[Referring expression pointing data]
===============
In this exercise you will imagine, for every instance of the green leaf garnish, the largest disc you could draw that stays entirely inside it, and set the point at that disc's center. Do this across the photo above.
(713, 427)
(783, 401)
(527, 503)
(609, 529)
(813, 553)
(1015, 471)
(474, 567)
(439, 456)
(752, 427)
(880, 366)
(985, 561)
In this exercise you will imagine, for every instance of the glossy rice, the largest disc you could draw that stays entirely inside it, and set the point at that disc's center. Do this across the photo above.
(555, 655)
===============
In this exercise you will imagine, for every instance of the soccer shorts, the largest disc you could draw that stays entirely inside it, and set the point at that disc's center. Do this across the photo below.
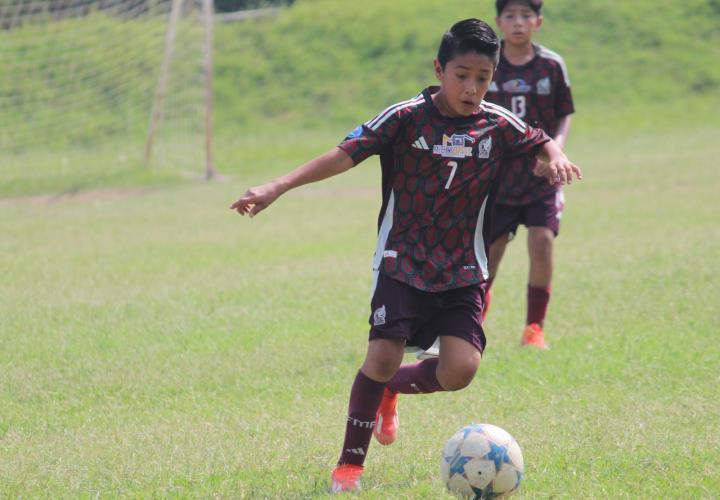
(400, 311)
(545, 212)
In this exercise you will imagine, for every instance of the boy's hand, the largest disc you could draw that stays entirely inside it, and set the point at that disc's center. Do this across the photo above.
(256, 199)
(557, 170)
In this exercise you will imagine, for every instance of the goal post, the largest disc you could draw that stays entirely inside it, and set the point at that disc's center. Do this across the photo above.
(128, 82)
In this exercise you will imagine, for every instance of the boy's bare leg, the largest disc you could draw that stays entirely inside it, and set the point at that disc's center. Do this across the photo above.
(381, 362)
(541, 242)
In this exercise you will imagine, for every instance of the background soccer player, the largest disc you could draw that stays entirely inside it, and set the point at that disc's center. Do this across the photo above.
===============
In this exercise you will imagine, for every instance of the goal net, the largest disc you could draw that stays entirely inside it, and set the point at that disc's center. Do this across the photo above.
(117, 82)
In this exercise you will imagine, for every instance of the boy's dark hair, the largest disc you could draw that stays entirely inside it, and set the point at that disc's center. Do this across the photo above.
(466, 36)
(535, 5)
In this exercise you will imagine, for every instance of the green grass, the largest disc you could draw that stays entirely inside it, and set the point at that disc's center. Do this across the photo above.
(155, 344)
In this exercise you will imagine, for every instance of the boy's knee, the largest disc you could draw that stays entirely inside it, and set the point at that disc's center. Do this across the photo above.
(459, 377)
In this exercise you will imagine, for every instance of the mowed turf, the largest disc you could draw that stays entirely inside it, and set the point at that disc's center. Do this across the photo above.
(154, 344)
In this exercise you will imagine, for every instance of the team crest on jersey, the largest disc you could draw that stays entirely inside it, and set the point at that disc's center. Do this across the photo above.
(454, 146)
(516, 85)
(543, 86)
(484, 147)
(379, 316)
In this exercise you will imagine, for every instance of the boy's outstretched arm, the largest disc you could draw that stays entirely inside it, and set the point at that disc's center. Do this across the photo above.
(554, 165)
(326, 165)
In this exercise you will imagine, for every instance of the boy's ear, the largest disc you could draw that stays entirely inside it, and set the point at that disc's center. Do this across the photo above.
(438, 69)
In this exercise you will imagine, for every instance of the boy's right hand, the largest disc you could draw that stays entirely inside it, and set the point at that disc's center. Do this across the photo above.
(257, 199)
===============
Work task: Only the lines above from the one with "goal post, the" up to and including the one with "of the background" should be repeated, exactly as written.

Answer section:
In this exercise you will imagine, for every instance of the goal post, the largest disc you could draw that stays entirely inside it, and set the point at that disc's center. Do this across the photo above.
(128, 82)
In this exercise you will imagine, for every instance of the boy's bare leg, the largest disc you could draw that stays entirely inside it, and set the point at that disc's center. Do this across the photo above.
(381, 362)
(541, 242)
In this exercise you will imagine, for every instance of the background soccer player, the largest disc you could draw that stays entirely inside it, and set the point at that disc's center. Do this across the photo above.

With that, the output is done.